**Document section:**

With the increase in amateur interest in astronomy during the eighteenth century, the demand for telescopes grew. The equatorial telescope, while less accurate than larger quadrants or transit instruments, could be aligned with the polar axis, and enable the rising class of amateur astronomer to follow the motion of a star with a single motion. Due to their versatility and portability they were often referred to as 'portable observatories'. Anita McConnell records Sir Joseph Banks (1743-182), the Earl of Bute John Stuart (1713-92) and his brother Stuart Mackenzie (1719-1800) as early buyers of Ramsden's equatorials; Ramsden's invoice to Banks was for £63. Another equatorial instrument would find its way into the possession of the soon-to-be third president Thomas Jefferson by 1792.

Jesse Ramsden, widely acknowledged as one of the leading instrument makers of the period, invented the celebrated dividing engine, the 'Ramsden eyepiece', and two types of micrometers. Ramsden's skill as an instrument maker and scientific abilities led to his election to the Royal Society in 1786 -- he would then win the Society's Copley Medal in 1795 for 'his various inventions and improvements of philosophical instruments' -- and membership of the Imperial Academy of St Petersburg in 1794. However, the corollary of his outstanding workmanship was an obsessive perfectionism; this trait frequently led to delays, much to the annoyance of his clients. In one instance, it caused a twenty-eight year interval between the commissioning and completion of a 6-feet diameter mural circle for Dunsink observatory in Ireland; in another, 'Ramsden drove down to Kew palace with an instrument which George III had ordered. He asked if the king was at home, and insisted on being admitted. The king received him graciously, and, after examining the instrument, said to him: "I have been told, Mr Ramsden, that you are considered to be the least punctual of any man in England; you have brought home this instrument on the very day that was appointed. You have only mistaken the year"' (ODNB).

**Directives:**
[A] In the passage on Ramsden's instruments, what amount did Ramsden invoice Banks?
[B] Edit the passage on Ramsden's instruments from "With the increase" to "Jefferson by 1792.", putting "hobbyist" in place of "amateur".
[C] According to the passage on Ramsden's instruments, why were Ramsden's clients often annoyed with him?

[Dataset items]
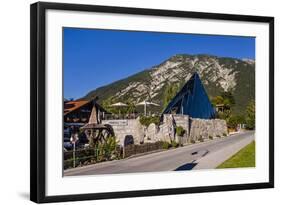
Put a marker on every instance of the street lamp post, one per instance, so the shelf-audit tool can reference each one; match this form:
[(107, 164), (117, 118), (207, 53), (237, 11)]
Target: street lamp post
[(73, 139)]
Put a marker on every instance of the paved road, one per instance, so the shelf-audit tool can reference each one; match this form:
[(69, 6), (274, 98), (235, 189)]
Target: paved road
[(202, 155)]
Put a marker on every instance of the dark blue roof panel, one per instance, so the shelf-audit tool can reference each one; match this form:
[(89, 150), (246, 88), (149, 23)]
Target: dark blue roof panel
[(192, 100)]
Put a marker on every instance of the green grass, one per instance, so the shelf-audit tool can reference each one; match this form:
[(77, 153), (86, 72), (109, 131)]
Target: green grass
[(244, 158)]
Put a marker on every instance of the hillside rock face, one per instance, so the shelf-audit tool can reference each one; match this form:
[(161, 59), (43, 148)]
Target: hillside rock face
[(217, 74)]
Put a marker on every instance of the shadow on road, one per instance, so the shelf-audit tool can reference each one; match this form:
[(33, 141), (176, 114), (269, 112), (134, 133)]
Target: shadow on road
[(188, 166)]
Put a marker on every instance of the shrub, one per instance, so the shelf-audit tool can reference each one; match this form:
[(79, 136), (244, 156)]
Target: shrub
[(201, 139), (147, 120), (165, 145), (174, 144), (180, 131)]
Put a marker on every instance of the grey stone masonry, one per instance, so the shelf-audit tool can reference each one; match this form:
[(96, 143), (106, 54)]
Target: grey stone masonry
[(194, 129)]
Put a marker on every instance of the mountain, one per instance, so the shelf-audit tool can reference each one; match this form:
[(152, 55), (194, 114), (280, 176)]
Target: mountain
[(217, 74)]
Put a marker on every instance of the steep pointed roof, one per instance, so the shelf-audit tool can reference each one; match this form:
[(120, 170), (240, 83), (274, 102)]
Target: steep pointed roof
[(192, 100)]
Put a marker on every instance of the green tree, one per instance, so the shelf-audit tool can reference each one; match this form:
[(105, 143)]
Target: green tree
[(250, 115)]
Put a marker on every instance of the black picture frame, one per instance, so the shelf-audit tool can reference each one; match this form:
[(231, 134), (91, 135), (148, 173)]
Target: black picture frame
[(38, 103)]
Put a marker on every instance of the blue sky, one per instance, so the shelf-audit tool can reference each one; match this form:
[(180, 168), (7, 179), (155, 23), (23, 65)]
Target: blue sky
[(93, 58)]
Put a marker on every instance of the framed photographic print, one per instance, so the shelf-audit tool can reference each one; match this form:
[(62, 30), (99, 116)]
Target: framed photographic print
[(129, 102)]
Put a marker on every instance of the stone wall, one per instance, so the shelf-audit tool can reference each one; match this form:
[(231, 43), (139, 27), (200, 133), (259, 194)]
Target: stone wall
[(206, 128), (127, 129), (131, 131)]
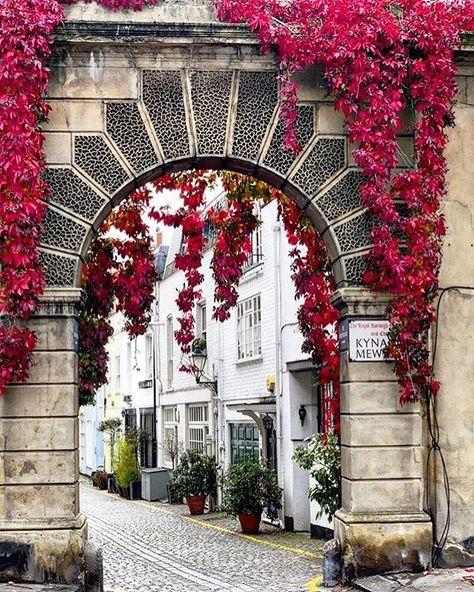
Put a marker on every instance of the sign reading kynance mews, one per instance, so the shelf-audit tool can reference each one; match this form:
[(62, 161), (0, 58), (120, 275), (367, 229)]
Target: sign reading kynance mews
[(367, 340)]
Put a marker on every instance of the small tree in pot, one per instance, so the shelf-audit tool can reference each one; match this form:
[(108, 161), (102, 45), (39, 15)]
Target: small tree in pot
[(195, 478), (247, 488)]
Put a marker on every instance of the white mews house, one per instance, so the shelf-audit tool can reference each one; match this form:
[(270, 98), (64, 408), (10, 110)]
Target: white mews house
[(255, 382), (256, 377)]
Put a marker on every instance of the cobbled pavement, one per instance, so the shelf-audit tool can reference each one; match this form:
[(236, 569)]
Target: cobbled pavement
[(153, 547)]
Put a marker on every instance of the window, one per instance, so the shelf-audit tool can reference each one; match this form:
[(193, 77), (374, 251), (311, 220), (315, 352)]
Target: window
[(198, 418), (201, 321), (249, 342), (117, 373), (169, 349), (244, 441), (198, 413), (148, 435), (130, 419), (169, 444), (149, 356), (256, 255)]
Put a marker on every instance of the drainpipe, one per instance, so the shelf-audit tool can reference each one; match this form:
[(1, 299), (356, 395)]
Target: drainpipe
[(157, 383), (278, 356)]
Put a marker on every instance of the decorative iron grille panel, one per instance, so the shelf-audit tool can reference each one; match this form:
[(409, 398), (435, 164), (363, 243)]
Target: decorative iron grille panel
[(258, 96), (343, 198), (277, 157), (93, 156), (210, 93), (163, 98), (355, 267), (59, 270), (354, 234), (70, 191), (125, 126), (60, 231), (325, 159)]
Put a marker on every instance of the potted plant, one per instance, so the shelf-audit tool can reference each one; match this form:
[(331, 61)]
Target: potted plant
[(195, 478), (126, 470), (112, 427), (100, 479), (247, 488)]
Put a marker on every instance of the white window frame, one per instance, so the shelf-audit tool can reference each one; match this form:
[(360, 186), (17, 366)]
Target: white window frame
[(249, 328), (117, 373), (256, 240), (170, 426)]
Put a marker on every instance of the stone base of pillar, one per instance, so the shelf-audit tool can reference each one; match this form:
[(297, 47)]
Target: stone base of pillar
[(46, 551), (380, 543)]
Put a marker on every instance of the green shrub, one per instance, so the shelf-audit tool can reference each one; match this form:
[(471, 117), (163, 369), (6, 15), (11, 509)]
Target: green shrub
[(321, 456), (196, 474), (126, 469), (248, 487)]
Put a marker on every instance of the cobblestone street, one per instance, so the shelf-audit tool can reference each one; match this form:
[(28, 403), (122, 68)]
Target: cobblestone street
[(152, 547)]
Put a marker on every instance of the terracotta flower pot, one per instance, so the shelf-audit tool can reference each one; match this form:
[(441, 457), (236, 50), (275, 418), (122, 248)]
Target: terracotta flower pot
[(250, 523), (196, 503)]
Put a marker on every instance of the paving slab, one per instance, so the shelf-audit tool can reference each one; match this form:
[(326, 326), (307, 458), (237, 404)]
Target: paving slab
[(439, 580)]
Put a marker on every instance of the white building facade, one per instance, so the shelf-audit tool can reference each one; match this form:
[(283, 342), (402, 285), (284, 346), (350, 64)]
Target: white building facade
[(256, 376)]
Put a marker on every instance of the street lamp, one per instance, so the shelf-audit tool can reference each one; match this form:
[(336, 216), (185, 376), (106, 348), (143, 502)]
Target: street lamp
[(302, 413), (267, 422), (197, 367)]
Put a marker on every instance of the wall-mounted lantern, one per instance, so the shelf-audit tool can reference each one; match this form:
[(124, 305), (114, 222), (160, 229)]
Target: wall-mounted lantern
[(302, 413)]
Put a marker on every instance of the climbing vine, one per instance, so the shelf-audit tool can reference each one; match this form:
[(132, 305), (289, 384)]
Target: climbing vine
[(235, 226), (380, 59), (119, 275)]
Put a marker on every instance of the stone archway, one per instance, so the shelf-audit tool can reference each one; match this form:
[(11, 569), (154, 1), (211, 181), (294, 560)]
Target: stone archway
[(131, 100)]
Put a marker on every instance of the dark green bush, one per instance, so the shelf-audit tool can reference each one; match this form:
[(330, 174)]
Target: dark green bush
[(248, 487), (196, 474)]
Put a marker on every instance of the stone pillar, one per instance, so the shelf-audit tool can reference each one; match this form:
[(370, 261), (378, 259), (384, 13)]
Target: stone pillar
[(381, 525), (42, 533)]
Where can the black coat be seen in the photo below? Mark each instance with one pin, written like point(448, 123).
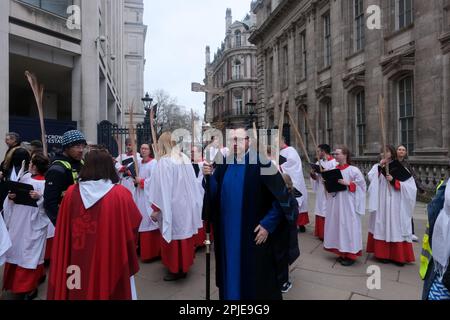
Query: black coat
point(259, 267)
point(57, 180)
point(434, 208)
point(17, 158)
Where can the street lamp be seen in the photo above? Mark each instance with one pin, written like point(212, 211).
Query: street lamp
point(251, 106)
point(147, 102)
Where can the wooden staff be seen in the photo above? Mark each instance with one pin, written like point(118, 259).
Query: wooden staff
point(193, 129)
point(133, 140)
point(299, 136)
point(38, 91)
point(383, 132)
point(383, 135)
point(152, 128)
point(281, 121)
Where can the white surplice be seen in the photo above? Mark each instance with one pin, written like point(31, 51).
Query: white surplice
point(27, 227)
point(176, 192)
point(344, 211)
point(319, 188)
point(142, 196)
point(391, 210)
point(127, 182)
point(293, 168)
point(5, 241)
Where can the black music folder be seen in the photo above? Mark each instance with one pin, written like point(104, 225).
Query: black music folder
point(397, 171)
point(331, 179)
point(22, 192)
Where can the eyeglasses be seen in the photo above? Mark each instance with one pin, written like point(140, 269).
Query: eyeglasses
point(235, 139)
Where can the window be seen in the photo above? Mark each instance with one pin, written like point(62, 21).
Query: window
point(58, 7)
point(238, 38)
point(304, 56)
point(269, 8)
point(359, 25)
point(327, 39)
point(237, 70)
point(303, 124)
point(360, 122)
point(269, 70)
point(284, 70)
point(404, 10)
point(238, 106)
point(406, 110)
point(329, 123)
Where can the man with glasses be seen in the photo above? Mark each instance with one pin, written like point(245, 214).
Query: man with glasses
point(64, 172)
point(249, 204)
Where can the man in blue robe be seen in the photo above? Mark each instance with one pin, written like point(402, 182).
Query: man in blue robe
point(246, 194)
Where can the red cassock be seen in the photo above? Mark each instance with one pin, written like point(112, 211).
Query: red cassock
point(100, 241)
point(320, 227)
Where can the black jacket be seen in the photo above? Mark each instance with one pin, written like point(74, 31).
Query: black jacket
point(259, 270)
point(57, 180)
point(17, 158)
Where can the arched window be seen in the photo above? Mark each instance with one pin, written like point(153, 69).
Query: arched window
point(360, 106)
point(237, 70)
point(238, 38)
point(238, 105)
point(406, 112)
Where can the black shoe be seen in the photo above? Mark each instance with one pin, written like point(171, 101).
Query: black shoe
point(286, 287)
point(42, 279)
point(175, 276)
point(383, 261)
point(31, 296)
point(347, 262)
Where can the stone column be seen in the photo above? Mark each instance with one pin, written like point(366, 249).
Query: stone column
point(4, 72)
point(276, 83)
point(90, 70)
point(446, 101)
point(76, 90)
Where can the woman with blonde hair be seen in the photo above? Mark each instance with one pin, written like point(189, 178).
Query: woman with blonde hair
point(177, 201)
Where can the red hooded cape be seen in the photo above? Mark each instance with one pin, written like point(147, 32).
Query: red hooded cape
point(101, 241)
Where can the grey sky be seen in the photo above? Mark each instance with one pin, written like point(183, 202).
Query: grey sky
point(178, 32)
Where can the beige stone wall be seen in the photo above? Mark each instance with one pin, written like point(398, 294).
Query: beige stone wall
point(389, 54)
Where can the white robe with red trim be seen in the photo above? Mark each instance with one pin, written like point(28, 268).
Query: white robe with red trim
point(391, 210)
point(319, 188)
point(27, 227)
point(176, 191)
point(127, 182)
point(142, 196)
point(293, 167)
point(344, 211)
point(5, 241)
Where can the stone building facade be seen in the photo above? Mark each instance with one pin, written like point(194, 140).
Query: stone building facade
point(86, 68)
point(320, 56)
point(232, 74)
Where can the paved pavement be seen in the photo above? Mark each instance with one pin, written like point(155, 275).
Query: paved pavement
point(316, 275)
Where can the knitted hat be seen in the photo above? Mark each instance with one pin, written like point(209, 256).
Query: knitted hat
point(73, 138)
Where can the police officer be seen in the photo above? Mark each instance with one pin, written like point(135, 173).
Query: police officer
point(63, 172)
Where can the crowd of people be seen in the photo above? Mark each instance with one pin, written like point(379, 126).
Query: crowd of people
point(92, 217)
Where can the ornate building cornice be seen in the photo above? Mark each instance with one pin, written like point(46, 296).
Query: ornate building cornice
point(354, 80)
point(445, 42)
point(323, 92)
point(398, 62)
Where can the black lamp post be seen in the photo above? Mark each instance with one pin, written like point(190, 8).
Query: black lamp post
point(147, 102)
point(251, 106)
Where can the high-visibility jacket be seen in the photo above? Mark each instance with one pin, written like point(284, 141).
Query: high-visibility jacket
point(426, 255)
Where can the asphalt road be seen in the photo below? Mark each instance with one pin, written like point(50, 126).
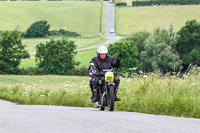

**Answers to the problems:**
[A] £63

[B]
With the increase in hobbyist interest in astronomy during the eighteenth century, the demand for telescopes grew. The equatorial telescope, while less accurate than larger quadrants or transit instruments, could be aligned with the polar axis, and enable the rising class of hobbyist astronomer to follow the motion of a star with a single motion. Due to their versatility and portability they were often referred to as 'portable observatories'. Anita McConnell records Sir Joseph Banks (1743-182), the Earl of Bute John Stuart (1713-92) and his brother Stuart Mackenzie (1719-1800) as early buyers of Ramsden's equatorials; Ramsden's invoice to Banks was for £63. Another equatorial instrument would find its way into the possession of the soon-to-be third president Thomas Jefferson by 1792.

[C] The other side of his outstanding workmanship was an obsessive perfectionism, and this trait frequently delayed his work.